+++ RECORDS +++

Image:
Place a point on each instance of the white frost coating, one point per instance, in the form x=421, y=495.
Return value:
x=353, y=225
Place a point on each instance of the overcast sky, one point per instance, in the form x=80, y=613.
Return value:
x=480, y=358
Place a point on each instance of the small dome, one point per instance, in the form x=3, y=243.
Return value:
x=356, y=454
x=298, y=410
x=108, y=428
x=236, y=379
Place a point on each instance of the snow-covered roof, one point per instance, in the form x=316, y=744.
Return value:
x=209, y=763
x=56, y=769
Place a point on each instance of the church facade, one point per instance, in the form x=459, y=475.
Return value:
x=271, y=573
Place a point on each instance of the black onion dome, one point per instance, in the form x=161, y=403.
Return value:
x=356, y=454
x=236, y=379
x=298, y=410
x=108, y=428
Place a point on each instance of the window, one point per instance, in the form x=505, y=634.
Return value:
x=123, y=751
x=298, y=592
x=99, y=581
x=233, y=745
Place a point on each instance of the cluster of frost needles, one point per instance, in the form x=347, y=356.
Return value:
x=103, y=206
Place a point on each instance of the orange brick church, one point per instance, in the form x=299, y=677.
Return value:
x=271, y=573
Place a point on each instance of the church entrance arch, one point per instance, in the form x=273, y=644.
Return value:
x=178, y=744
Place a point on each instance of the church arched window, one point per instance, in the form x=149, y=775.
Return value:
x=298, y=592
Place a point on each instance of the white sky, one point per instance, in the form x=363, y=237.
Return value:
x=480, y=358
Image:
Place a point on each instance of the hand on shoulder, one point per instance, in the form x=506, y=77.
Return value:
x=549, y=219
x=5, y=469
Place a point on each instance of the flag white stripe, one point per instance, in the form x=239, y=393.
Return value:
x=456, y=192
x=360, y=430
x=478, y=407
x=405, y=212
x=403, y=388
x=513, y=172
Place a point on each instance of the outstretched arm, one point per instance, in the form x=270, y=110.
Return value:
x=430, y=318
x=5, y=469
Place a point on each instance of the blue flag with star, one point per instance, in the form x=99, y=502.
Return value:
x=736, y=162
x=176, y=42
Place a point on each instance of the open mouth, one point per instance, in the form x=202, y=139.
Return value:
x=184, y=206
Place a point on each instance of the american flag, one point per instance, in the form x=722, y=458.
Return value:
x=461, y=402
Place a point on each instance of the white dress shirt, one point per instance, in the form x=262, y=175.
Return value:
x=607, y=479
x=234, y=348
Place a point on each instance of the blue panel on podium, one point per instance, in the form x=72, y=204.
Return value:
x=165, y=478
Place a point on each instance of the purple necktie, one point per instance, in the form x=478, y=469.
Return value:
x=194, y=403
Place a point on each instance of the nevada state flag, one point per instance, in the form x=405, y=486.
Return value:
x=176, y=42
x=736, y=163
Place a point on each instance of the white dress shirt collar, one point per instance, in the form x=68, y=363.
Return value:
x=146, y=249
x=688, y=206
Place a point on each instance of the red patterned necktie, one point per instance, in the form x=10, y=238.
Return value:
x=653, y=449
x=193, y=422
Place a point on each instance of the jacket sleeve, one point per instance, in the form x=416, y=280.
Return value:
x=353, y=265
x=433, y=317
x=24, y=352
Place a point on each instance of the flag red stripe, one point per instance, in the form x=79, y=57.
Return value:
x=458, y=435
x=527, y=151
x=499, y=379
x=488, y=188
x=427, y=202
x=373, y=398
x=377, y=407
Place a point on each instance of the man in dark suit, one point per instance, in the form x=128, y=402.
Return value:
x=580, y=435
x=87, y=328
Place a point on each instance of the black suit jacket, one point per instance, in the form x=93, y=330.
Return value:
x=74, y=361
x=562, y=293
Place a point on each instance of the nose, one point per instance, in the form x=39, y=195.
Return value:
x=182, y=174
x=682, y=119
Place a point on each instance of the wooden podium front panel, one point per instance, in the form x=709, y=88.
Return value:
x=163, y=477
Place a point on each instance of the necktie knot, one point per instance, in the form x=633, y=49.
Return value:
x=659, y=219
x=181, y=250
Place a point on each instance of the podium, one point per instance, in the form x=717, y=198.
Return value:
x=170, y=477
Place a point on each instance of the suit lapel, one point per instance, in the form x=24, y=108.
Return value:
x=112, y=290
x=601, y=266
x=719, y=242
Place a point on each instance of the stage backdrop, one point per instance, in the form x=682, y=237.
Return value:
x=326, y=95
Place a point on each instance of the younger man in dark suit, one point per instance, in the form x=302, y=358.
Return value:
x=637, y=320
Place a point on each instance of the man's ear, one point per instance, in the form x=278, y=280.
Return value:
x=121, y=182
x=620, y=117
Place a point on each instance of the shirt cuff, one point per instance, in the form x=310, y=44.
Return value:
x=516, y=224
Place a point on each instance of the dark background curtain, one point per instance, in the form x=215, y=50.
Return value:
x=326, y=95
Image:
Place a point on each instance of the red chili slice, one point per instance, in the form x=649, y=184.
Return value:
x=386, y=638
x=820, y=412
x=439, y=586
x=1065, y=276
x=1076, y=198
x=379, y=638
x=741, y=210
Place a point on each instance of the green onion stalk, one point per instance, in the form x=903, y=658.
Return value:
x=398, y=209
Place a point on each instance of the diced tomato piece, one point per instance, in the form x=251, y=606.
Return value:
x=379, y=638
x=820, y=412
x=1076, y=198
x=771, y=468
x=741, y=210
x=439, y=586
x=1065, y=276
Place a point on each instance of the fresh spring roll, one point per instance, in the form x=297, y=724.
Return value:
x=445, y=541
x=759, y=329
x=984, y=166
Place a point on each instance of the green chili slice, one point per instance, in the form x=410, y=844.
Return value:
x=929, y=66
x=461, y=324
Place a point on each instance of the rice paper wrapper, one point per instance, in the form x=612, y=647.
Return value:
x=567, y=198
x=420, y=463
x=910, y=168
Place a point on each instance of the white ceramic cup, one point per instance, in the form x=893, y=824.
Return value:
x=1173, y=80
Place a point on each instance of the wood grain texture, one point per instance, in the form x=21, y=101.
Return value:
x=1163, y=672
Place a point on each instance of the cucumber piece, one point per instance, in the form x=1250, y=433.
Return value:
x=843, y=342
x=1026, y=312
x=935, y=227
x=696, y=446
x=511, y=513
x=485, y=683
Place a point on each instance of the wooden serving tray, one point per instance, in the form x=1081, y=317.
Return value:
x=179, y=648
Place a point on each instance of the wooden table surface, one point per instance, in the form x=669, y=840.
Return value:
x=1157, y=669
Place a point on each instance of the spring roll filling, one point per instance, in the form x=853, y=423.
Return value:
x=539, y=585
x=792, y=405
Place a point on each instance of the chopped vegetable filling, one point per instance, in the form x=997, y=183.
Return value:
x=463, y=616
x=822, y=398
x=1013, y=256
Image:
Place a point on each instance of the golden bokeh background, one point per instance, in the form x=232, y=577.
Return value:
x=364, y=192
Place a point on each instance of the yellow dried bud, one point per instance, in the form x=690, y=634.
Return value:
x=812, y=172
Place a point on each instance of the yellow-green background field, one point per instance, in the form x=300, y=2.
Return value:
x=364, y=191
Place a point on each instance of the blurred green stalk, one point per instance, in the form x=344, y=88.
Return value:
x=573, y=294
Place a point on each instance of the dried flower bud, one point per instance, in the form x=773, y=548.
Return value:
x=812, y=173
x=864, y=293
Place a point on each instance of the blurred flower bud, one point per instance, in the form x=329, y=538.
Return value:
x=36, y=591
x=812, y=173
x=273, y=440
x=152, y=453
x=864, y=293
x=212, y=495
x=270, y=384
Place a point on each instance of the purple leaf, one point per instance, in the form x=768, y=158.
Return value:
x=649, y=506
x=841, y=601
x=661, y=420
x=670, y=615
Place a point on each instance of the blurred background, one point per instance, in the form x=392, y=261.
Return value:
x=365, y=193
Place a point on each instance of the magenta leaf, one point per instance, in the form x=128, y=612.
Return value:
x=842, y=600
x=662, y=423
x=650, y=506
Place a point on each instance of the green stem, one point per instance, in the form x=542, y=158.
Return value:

+++

[AIM OF THE EXERCISE]
From the records above, reproduce verbatim every line from the one containing "Place a point on each instance of the wooden podium" up to and including the one containing "x=170, y=477".

[WRITTEN ANSWER]
Place a point on each instance of the wooden podium front panel, one point per instance, in the form x=709, y=88.
Return value:
x=163, y=477
Place a point on each instance of the necktie knot, one point per instance, in the form x=633, y=49.
Return value:
x=659, y=219
x=181, y=250
Place a point on each instance of the podium, one point per instance, in the form x=717, y=198.
Return value:
x=170, y=477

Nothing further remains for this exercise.